[Extracted data entries]
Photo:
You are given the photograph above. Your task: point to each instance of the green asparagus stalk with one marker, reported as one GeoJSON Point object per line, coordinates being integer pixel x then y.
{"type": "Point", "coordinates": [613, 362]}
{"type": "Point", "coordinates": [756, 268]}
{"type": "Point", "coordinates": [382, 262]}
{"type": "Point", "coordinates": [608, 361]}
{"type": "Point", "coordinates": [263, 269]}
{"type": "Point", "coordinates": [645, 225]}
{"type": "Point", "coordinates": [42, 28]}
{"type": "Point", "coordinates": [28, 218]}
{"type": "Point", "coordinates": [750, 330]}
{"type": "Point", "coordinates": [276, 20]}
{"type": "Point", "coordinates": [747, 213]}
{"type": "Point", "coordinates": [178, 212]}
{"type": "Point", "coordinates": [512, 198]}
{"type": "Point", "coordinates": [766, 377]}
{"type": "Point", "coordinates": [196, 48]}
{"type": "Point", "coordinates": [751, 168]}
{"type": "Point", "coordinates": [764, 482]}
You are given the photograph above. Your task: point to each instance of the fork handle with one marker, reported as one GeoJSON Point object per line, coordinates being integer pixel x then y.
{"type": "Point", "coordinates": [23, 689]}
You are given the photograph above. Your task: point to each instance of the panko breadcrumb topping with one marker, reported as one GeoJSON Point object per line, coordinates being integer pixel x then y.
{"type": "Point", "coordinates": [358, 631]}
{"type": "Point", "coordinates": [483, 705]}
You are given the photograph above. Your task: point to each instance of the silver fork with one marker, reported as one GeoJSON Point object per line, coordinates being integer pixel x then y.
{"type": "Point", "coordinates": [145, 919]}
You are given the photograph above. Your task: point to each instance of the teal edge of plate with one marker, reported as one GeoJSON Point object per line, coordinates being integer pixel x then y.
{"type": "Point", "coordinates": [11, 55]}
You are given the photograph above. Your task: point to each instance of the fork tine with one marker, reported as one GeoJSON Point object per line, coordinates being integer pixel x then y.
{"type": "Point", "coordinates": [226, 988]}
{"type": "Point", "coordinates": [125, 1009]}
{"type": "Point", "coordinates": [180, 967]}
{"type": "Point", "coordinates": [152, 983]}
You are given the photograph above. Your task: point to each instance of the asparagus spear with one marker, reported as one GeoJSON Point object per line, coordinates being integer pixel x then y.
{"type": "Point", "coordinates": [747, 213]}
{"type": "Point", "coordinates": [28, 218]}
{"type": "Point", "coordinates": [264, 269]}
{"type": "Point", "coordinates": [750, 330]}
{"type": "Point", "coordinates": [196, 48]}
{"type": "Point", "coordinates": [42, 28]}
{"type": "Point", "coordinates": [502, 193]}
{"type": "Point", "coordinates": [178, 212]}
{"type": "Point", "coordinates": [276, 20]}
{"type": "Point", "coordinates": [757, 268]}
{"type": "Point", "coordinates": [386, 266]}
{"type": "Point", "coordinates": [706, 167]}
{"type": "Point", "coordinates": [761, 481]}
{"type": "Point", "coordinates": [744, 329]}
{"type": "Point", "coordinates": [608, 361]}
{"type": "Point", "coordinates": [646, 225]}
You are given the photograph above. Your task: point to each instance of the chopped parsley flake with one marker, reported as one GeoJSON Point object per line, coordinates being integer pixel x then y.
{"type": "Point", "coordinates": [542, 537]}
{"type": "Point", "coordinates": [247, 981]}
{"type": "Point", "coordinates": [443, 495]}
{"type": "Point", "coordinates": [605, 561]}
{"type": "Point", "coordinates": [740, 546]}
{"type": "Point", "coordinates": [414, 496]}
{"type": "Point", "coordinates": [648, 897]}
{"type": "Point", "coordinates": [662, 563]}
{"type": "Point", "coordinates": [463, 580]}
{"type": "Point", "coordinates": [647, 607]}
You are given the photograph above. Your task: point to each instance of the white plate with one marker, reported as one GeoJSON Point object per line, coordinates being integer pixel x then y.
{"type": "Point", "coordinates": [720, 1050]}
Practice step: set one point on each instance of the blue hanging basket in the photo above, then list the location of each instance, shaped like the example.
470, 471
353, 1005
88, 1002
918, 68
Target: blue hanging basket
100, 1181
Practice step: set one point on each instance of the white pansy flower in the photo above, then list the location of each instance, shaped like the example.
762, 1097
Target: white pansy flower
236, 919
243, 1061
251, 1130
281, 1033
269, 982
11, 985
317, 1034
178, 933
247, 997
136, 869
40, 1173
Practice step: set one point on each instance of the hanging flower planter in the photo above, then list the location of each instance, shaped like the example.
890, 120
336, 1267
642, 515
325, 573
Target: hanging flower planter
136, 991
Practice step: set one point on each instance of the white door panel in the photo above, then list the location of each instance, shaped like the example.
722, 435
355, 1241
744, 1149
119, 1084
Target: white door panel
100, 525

==

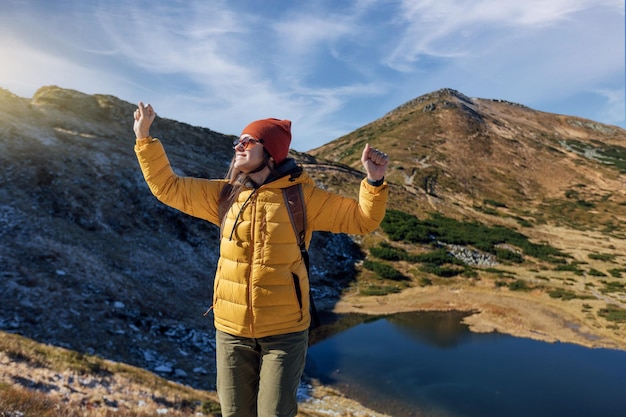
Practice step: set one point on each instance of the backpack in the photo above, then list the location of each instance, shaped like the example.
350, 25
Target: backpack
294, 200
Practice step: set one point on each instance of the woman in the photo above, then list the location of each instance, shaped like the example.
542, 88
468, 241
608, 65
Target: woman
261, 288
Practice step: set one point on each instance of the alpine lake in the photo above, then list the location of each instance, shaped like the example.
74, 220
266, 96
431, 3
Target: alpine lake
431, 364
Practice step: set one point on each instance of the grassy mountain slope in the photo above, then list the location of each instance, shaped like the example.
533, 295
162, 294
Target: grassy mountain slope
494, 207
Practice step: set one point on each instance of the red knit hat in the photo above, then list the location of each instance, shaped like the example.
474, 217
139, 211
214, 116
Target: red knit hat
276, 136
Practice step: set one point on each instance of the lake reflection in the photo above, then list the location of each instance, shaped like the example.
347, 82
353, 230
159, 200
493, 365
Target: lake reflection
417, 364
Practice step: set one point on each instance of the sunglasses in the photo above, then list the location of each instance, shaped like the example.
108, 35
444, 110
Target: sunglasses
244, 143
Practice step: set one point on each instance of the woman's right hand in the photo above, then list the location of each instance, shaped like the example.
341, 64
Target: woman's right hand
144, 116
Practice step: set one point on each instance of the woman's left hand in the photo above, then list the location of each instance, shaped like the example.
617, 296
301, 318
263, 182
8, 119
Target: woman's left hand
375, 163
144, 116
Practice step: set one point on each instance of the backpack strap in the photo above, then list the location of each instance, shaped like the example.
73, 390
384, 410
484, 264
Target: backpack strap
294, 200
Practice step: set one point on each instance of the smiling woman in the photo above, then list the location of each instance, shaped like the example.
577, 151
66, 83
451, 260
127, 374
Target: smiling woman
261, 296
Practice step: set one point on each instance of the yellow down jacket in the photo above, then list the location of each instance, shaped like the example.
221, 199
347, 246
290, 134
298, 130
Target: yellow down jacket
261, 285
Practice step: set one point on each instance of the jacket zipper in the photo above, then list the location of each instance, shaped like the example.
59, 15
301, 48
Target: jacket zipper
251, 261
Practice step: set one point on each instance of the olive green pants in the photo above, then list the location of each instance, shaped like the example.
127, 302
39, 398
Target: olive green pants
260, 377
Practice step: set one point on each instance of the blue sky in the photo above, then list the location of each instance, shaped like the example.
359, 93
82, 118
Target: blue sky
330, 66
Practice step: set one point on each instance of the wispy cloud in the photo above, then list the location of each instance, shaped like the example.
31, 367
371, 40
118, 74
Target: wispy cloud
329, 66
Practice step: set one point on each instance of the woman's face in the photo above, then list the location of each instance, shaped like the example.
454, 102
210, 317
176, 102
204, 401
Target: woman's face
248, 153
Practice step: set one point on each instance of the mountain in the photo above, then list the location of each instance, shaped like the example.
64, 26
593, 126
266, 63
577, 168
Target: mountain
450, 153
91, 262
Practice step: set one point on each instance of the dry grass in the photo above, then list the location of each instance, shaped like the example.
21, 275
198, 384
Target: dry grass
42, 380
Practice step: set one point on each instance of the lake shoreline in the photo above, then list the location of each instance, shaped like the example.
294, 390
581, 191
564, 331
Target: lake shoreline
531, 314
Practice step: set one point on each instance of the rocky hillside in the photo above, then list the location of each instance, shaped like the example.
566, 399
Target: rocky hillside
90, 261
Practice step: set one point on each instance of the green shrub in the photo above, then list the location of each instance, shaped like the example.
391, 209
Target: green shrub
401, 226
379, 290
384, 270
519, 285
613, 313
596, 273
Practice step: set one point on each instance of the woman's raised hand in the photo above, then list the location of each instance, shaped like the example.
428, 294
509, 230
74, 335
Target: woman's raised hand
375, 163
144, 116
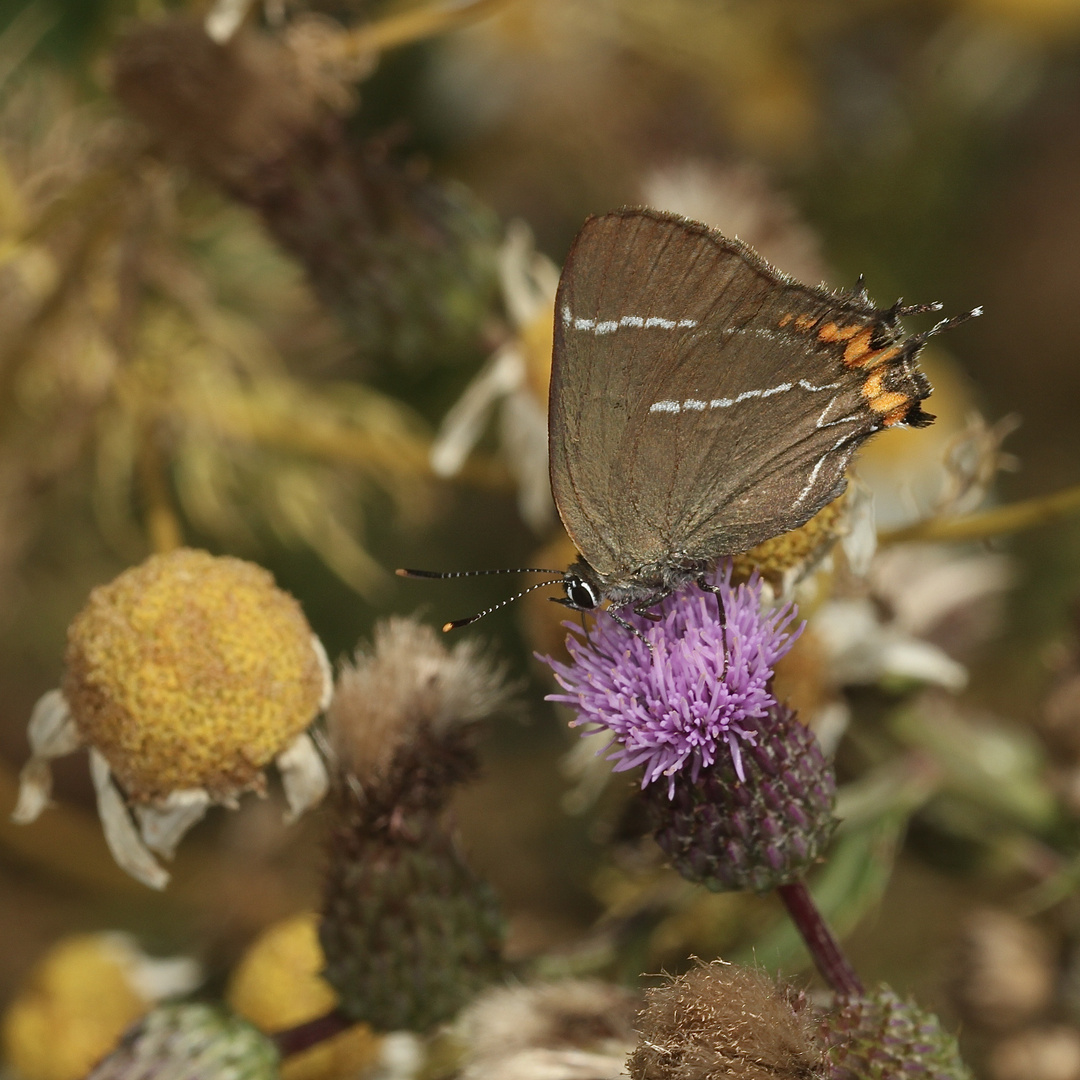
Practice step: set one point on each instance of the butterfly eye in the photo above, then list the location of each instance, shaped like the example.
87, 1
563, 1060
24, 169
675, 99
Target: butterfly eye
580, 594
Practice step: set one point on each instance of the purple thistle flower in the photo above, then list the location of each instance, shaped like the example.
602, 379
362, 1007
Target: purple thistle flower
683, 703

* Task to carry out *
Find every line in the records above that contains the string "planter" and copy each of those lines out. Case matters.

* The response *
Practice step: set one point on each instance of the hanging flower planter in the photo above, then list the location of each instance, shaped like the example.
Target: hanging flower planter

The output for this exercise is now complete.